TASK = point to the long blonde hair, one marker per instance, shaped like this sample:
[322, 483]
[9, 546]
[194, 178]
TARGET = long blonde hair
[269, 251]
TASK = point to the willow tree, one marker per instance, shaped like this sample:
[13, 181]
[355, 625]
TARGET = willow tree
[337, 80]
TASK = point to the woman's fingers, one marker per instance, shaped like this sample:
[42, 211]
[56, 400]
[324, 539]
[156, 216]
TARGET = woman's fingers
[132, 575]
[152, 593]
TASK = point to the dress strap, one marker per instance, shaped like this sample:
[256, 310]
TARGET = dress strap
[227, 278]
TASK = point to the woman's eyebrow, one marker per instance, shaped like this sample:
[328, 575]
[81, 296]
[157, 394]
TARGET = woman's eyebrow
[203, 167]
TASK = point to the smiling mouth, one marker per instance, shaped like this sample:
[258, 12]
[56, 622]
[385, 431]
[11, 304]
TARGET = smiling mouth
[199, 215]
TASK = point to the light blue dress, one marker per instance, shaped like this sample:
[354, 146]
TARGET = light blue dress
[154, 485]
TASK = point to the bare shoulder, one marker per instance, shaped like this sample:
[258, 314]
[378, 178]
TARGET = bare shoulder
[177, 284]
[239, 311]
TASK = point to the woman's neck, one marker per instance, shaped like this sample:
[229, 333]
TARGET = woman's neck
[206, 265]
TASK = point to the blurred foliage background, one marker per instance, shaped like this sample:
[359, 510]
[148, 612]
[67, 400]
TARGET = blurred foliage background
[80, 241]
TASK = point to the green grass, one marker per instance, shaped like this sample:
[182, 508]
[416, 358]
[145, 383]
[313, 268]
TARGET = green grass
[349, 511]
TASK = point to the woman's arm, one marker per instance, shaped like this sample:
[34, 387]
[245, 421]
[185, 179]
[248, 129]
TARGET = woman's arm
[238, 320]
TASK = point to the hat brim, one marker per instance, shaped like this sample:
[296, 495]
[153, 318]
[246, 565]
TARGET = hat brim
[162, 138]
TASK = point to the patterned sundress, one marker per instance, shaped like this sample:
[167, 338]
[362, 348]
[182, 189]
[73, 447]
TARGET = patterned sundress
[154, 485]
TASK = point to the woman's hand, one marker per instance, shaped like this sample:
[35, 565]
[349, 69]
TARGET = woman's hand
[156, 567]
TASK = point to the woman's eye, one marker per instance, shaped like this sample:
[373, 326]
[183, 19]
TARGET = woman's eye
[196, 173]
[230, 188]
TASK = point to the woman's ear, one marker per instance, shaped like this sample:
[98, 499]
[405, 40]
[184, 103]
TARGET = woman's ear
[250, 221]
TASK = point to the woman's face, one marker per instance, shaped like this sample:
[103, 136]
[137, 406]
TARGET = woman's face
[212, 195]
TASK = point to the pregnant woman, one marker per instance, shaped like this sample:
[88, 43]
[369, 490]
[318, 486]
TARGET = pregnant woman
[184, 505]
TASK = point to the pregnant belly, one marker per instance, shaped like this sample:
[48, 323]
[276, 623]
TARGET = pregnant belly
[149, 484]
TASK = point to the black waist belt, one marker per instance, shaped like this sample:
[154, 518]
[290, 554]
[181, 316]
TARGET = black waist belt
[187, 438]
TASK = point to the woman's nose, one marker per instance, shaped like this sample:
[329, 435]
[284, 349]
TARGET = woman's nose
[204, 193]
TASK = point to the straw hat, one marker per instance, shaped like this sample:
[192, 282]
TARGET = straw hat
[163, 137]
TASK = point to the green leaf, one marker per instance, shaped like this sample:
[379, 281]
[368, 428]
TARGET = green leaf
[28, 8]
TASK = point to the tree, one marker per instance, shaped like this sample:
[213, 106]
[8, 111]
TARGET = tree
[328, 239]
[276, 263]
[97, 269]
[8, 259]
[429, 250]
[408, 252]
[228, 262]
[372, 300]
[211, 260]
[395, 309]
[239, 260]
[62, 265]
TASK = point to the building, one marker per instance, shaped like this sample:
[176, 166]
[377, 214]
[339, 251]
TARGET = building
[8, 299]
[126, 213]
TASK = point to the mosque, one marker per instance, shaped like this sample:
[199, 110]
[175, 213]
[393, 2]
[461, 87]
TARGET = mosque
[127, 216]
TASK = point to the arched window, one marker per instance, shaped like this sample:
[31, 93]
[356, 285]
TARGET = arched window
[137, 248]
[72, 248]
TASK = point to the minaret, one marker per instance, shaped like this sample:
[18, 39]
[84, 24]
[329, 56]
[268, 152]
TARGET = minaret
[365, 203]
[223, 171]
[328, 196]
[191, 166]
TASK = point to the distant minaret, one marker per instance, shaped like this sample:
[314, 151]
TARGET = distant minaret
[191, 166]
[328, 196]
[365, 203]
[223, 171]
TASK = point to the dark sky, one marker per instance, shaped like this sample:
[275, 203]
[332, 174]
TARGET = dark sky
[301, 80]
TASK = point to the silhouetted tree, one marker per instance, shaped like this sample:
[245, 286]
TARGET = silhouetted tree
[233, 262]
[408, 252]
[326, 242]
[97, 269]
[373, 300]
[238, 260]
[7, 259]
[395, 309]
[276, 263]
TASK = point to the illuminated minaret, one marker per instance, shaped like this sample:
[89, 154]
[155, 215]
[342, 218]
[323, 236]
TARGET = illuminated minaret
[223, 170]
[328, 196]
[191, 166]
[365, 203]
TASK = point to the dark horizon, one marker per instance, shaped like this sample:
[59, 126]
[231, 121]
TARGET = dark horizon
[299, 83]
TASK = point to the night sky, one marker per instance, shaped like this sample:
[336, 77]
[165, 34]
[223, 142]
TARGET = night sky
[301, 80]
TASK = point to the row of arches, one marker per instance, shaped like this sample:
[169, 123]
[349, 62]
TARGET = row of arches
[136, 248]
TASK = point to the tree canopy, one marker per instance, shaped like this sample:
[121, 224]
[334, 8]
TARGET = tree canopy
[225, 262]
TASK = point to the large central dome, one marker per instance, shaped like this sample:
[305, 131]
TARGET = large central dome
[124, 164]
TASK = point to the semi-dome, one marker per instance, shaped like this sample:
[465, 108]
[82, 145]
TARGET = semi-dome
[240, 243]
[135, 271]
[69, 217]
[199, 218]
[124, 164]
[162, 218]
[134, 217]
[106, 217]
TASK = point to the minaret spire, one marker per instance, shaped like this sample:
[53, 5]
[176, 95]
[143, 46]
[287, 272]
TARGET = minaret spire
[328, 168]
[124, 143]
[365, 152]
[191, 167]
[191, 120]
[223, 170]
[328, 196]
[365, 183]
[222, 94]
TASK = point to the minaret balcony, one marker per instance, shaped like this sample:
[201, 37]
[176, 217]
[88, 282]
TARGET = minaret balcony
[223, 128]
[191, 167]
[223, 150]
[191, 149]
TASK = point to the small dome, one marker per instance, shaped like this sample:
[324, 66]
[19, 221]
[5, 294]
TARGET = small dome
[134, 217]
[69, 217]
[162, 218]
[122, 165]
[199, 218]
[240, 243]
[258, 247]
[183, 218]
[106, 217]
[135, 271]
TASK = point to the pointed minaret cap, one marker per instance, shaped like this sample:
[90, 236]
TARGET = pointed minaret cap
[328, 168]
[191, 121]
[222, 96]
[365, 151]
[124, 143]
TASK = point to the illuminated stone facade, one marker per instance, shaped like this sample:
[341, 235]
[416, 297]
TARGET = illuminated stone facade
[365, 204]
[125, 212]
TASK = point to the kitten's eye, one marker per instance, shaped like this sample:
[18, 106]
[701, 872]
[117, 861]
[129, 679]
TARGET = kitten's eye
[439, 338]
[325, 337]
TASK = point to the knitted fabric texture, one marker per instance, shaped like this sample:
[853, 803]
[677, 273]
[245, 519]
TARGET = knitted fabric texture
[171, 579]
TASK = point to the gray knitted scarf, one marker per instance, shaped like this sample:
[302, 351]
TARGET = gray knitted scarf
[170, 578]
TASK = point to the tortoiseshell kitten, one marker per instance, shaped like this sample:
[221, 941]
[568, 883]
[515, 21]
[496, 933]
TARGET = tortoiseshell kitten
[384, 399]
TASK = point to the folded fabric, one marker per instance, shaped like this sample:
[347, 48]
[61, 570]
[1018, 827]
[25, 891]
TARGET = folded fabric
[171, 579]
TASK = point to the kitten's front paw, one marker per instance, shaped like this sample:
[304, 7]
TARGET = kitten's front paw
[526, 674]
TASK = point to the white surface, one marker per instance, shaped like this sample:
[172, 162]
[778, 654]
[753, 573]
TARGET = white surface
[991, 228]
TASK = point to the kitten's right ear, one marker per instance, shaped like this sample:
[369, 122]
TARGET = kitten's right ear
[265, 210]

# CONSIGNE:
Citez à l'identique les lignes ci-dessus, depuis celle qui contient « TASK = point to the kitten's front » jusqu'à la dernière ligne des données, celle-ci comprise.

# RÉSULTAT:
TASK = point to the kitten's front paw, one marker per instance, shaped like this sample:
[304, 7]
TARGET = kitten's front paw
[526, 674]
TASK = point to the white surface, one marker per instance, shaped like this sample:
[172, 162]
[778, 654]
[753, 573]
TARGET = white surface
[991, 228]
TASK = point to the kitten's right ear, one marker per instance, shaped like this sample:
[369, 122]
TARGET = kitten's right ear
[265, 210]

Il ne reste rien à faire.